== Obiettivo del compito ==
Per favore, rendi l'intero elenco qui sotto come tabella Markdown con le colonne «Numero» e «Contenuto», una riga per ogni voce, e salta le righe vuote.
──────── Righe di dati ────────
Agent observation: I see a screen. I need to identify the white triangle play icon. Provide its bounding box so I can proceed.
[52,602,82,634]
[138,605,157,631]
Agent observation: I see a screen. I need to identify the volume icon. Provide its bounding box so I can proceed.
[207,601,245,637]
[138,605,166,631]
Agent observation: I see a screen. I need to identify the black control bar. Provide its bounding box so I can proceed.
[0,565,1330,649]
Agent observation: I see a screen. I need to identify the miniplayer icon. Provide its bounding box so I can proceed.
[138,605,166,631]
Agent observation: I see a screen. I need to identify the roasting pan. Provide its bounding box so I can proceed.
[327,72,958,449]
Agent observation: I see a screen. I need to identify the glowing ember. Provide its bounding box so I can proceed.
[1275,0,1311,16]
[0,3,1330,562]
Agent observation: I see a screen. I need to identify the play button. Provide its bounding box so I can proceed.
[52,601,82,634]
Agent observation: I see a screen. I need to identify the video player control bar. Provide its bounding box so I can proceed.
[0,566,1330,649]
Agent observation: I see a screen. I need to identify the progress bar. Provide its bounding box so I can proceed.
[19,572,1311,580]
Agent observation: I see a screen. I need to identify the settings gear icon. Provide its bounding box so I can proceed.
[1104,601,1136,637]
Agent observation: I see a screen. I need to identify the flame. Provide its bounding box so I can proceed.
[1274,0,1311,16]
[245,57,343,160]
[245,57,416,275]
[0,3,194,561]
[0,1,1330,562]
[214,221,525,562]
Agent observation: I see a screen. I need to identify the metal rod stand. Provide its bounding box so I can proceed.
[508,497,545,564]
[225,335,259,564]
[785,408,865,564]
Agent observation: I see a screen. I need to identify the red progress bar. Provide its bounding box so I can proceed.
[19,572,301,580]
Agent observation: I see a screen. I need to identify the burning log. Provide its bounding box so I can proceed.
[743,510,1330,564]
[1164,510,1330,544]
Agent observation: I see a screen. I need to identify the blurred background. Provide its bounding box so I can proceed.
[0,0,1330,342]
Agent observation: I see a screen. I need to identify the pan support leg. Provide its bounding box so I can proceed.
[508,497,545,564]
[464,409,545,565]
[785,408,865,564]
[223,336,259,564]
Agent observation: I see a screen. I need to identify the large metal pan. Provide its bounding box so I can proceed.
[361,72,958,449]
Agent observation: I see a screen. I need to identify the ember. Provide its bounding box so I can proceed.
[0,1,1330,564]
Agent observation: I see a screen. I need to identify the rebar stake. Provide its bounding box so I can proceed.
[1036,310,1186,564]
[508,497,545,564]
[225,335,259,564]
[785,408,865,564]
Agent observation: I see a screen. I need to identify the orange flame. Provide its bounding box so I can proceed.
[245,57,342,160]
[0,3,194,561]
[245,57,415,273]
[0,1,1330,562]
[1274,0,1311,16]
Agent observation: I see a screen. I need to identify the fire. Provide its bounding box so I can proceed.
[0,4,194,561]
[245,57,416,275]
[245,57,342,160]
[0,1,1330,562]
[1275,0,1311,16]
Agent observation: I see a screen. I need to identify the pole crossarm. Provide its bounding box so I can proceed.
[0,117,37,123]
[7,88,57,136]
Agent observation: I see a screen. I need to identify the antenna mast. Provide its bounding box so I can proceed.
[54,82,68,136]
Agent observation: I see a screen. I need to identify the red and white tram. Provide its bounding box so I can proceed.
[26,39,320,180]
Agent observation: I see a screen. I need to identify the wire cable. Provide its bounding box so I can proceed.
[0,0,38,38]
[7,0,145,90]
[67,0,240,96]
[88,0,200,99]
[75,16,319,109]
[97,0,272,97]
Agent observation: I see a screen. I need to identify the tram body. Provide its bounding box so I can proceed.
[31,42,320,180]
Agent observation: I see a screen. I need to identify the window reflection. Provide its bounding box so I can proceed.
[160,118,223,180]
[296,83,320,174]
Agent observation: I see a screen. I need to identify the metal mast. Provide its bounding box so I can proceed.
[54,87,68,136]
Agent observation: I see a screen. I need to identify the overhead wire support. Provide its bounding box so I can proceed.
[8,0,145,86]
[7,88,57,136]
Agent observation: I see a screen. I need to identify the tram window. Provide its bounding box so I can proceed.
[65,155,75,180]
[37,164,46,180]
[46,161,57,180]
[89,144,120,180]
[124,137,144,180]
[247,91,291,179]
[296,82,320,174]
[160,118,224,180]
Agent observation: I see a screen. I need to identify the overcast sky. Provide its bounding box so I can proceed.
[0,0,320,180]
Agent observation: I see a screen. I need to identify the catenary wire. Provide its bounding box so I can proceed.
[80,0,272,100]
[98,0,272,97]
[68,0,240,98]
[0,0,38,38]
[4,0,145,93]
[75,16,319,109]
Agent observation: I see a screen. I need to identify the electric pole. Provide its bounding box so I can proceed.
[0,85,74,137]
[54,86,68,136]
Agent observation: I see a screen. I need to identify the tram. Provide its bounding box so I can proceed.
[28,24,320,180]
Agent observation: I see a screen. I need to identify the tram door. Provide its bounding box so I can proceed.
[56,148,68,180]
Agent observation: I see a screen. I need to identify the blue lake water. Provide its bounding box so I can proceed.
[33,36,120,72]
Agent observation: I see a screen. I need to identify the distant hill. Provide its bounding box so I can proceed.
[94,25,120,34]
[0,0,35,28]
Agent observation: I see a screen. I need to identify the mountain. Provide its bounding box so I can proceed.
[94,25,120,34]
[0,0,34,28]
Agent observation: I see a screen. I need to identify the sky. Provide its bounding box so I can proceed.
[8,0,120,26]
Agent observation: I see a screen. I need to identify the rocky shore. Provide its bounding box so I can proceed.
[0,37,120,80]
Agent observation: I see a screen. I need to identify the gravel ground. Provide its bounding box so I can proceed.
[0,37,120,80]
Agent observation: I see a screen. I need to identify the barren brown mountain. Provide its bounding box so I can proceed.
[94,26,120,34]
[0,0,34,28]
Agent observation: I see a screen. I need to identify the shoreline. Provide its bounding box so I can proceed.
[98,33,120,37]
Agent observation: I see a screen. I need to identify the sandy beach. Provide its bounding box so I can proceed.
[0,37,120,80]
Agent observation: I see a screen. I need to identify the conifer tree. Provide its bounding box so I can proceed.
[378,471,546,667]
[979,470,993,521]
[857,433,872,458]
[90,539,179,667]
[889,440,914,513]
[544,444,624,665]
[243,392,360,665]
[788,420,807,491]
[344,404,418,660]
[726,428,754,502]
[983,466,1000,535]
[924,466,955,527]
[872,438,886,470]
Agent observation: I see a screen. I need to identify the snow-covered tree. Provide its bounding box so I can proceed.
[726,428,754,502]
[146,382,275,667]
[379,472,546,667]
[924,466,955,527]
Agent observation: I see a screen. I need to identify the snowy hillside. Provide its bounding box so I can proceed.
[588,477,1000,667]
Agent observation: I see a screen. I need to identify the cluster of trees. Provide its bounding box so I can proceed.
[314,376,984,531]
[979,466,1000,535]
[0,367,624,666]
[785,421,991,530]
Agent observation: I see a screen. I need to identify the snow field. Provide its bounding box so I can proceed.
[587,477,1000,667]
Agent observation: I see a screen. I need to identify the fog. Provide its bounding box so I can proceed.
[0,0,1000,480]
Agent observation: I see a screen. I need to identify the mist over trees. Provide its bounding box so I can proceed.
────────
== Risposta svolta ==
| Numero | Contenuto |
|---|---|
| 1 | Agent observation: I see a screen. I need to identify the white triangle play icon. Provide its bounding box so I can proceed. |
| 2 | [52,602,82,634] |
| 3 | [138,605,157,631] |
| 4 | Agent observation: I see a screen. I need to identify the volume icon. Provide its bounding box so I can proceed. |
| 5 | [207,601,245,637] |
| 6 | [138,605,166,631] |
| 7 | Agent observation: I see a screen. I need to identify the black control bar. Provide its bounding box so I can proceed. |
| 8 | [0,565,1330,649] |
| 9 | Agent observation: I see a screen. I need to identify the miniplayer icon. Provide its bounding box so I can proceed. |
| 10 | [138,605,166,631] |
| 11 | Agent observation: I see a screen. I need to identify the roasting pan. Provide its bounding box so I can proceed. |
| 12 | [327,72,958,449] |
| 13 | Agent observation: I see a screen. I need to identify the glowing ember. Provide its bounding box so I can proceed. |
| 14 | [1275,0,1311,16] |
| 15 | [0,3,1330,562] |
| 16 | Agent observation: I see a screen. I need to identify the play button. Provide its bounding box so I can proceed. |
| 17 | [52,601,82,634] |
| 18 | Agent observation: I see a screen. I need to identify the video player control bar. Provide its bounding box so I can proceed. |
| 19 | [0,566,1330,649] |
| 20 | Agent observation: I see a screen. I need to identify the progress bar. Provide its bounding box so I can proceed. |
| 21 | [19,572,1311,580] |
| 22 | Agent observation: I see a screen. I need to identify the settings gear icon. Provide its bounding box so I can proceed. |
| 23 | [1104,601,1136,637] |
| 24 | Agent observation: I see a screen. I need to identify the flame. Provide its bounding box so I can proceed. |
| 25 | [1274,0,1311,16] |
| 26 | [245,57,343,160] |
| 27 | [245,57,416,275] |
| 28 | [0,3,194,561] |
| 29 | [0,1,1330,562] |
| 30 | [214,221,525,562] |
| 31 | Agent observation: I see a screen. I need to identify the metal rod stand. Provide its bounding box so I can proceed. |
| 32 | [508,497,545,564] |
| 33 | [225,335,259,564] |
| 34 | [785,408,865,564] |
| 35 | Agent observation: I see a screen. I need to identify the red progress bar. Provide its bounding box so I can proceed. |
| 36 | [19,572,301,580] |
| 37 | Agent observation: I see a screen. I need to identify the burning log. Provide its bounding box so I can proceed. |
| 38 | [743,510,1330,564] |
| 39 | [1164,510,1330,544] |
| 40 | Agent observation: I see a screen. I need to identify the blurred background. Provide its bounding box so I can proceed. |
| 41 | [0,0,1330,342] |
| 42 | Agent observation: I see a screen. I need to identify the pan support leg. Provide its bounding box so I can proceed. |
| 43 | [508,497,545,564] |
| 44 | [464,409,545,565] |
| 45 | [785,408,865,564] |
| 46 | [223,336,259,564] |
| 47 | Agent observation: I see a screen. I need to identify the large metal pan. Provide its bounding box so I can proceed. |
| 48 | [361,72,958,449] |
| 49 | Agent observation: I see a screen. I need to identify the ember. Provide its bounding box so I can proceed. |
| 50 | [0,1,1330,564] |
| 51 | Agent observation: I see a screen. I need to identify the rebar stake. Provide its bounding box so I can proceed. |
| 52 | [1036,310,1186,564] |
| 53 | [508,497,545,564] |
| 54 | [225,335,259,564] |
| 55 | [785,408,865,564] |
| 56 | Agent observation: I see a screen. I need to identify the orange flame. Provide its bounding box so I can proceed. |
| 57 | [245,57,342,160] |
| 58 | [0,3,194,561] |
| 59 | [245,57,415,273] |
| 60 | [0,1,1330,562] |
| 61 | [1274,0,1311,16] |
| 62 | Agent observation: I see a screen. I need to identify the fire. Provide its bounding box so I can proceed. |
| 63 | [0,4,194,561] |
| 64 | [245,57,416,275] |
| 65 | [245,57,342,160] |
| 66 | [0,1,1330,562] |
| 67 | [1275,0,1311,16] |
| 68 | Agent observation: I see a screen. I need to identify the pole crossarm. Provide its bounding box so I can proceed. |
| 69 | [0,117,37,123] |
| 70 | [7,88,57,136] |
| 71 | Agent observation: I see a screen. I need to identify the antenna mast. Provide its bounding box so I can proceed. |
| 72 | [54,82,68,136] |
| 73 | Agent observation: I see a screen. I need to identify the red and white tram. Provide its bounding box so I can proceed. |
| 74 | [26,39,320,180] |
| 75 | Agent observation: I see a screen. I need to identify the wire cable. Provide its bounding box so I can proceed. |
| 76 | [0,0,38,38] |
| 77 | [7,0,145,90] |
| 78 | [67,0,240,96] |
| 79 | [88,0,200,99] |
| 80 | [75,16,319,109] |
| 81 | [97,0,272,97] |
| 82 | Agent observation: I see a screen. I need to identify the tram body. Provide its bounding box so I can proceed. |
| 83 | [31,42,320,180] |
| 84 | Agent observation: I see a screen. I need to identify the window reflection. Provide its bounding box so I can proceed. |
| 85 | [160,118,223,180] |
| 86 | [296,83,320,174] |
| 87 | Agent observation: I see a screen. I need to identify the metal mast. Provide its bounding box so I can proceed. |
| 88 | [54,87,68,136] |
| 89 | Agent observation: I see a screen. I need to identify the overhead wire support. Provide its bounding box so I can proceed. |
| 90 | [8,0,145,86] |
| 91 | [7,88,57,136] |
| 92 | Agent observation: I see a screen. I need to identify the tram window. Provide its bounding box so I can proceed. |
| 93 | [65,155,75,180] |
| 94 | [37,164,46,180] |
| 95 | [46,161,57,180] |
| 96 | [89,144,120,180] |
| 97 | [124,137,144,180] |
| 98 | [247,91,291,179] |
| 99 | [296,82,320,174] |
| 100 | [160,118,224,180] |
| 101 | Agent observation: I see a screen. I need to identify the overcast sky. Provide its bounding box so I can proceed. |
| 102 | [0,0,320,180] |
| 103 | Agent observation: I see a screen. I need to identify the catenary wire. Provide its bounding box so I can proceed. |
| 104 | [80,0,272,100] |
| 105 | [98,0,272,97] |
| 106 | [68,0,240,98] |
| 107 | [0,0,38,38] |
| 108 | [4,0,145,93] |
| 109 | [75,16,319,109] |
| 110 | Agent observation: I see a screen. I need to identify the electric pole. Provide its bounding box so I can proceed. |
| 111 | [0,85,74,137] |
| 112 | [54,86,68,136] |
| 113 | Agent observation: I see a screen. I need to identify the tram. Provide its bounding box so I can proceed. |
| 114 | [28,24,320,180] |
| 115 | Agent observation: I see a screen. I need to identify the tram door. Provide its bounding box so I can proceed. |
| 116 | [56,148,68,180] |
| 117 | Agent observation: I see a screen. I need to identify the blue lake water. Provide its bounding box so I can proceed. |
| 118 | [33,36,120,72] |
| 119 | Agent observation: I see a screen. I need to identify the distant hill. Provide its bounding box so I can proceed. |
| 120 | [94,25,120,34] |
| 121 | [0,0,35,28] |
| 122 | Agent observation: I see a screen. I need to identify the mountain. Provide its bounding box so I can proceed. |
| 123 | [94,25,120,34] |
| 124 | [0,0,34,28] |
| 125 | Agent observation: I see a screen. I need to identify the sky. Provide its bounding box so I can proceed. |
| 126 | [8,0,120,26] |
| 127 | Agent observation: I see a screen. I need to identify the rocky shore. Provide its bounding box so I can proceed. |
| 128 | [0,37,120,80] |
| 129 | Agent observation: I see a screen. I need to identify the gravel ground. Provide its bounding box so I can proceed. |
| 130 | [0,37,120,80] |
| 131 | Agent observation: I see a screen. I need to identify the barren brown mountain. Provide its bounding box so I can proceed. |
| 132 | [94,26,120,34] |
| 133 | [0,0,34,28] |
| 134 | Agent observation: I see a screen. I need to identify the shoreline. Provide its bounding box so I can proceed. |
| 135 | [98,33,120,37] |
| 136 | Agent observation: I see a screen. I need to identify the sandy beach. Provide its bounding box so I can proceed. |
| 137 | [0,37,120,80] |
| 138 | Agent observation: I see a screen. I need to identify the conifer tree. Provide its bounding box so I can proceed. |
| 139 | [378,471,546,667] |
| 140 | [979,470,993,521] |
| 141 | [857,433,872,458] |
| 142 | [90,539,179,667] |
| 143 | [889,440,914,513] |
| 144 | [544,444,624,665] |
| 145 | [243,392,360,665] |
| 146 | [788,420,807,491] |
| 147 | [344,404,418,660] |
| 148 | [726,428,754,502] |
| 149 | [983,466,1000,535] |
| 150 | [924,466,955,527] |
| 151 | [872,438,886,470] |
| 152 | Agent observation: I see a screen. I need to identify the snow-covered tree. Provide its bounding box so I can proceed. |
| 153 | [726,428,754,502] |
| 154 | [146,382,275,667] |
| 155 | [379,472,546,667] |
| 156 | [924,466,955,527] |
| 157 | Agent observation: I see a screen. I need to identify the snowy hillside. Provide its bounding box so I can proceed. |
| 158 | [588,477,1000,667] |
| 159 | Agent observation: I see a screen. I need to identify the cluster of trees. Provide its bounding box so I can proceed. |
| 160 | [314,376,984,531] |
| 161 | [979,466,1000,535] |
| 162 | [0,367,624,666] |
| 163 | [785,421,991,530] |
| 164 | Agent observation: I see a screen. I need to identify the snow field. Provide its bounding box so I can proceed. |
| 165 | [587,477,1000,667] |
| 166 | Agent observation: I see a screen. I need to identify the fog. Provide its bounding box so I can proceed. |
| 167 | [0,0,1000,480] |
| 168 | Agent observation: I see a screen. I need to identify the mist over trees. Provide its bounding box so I can proceed. |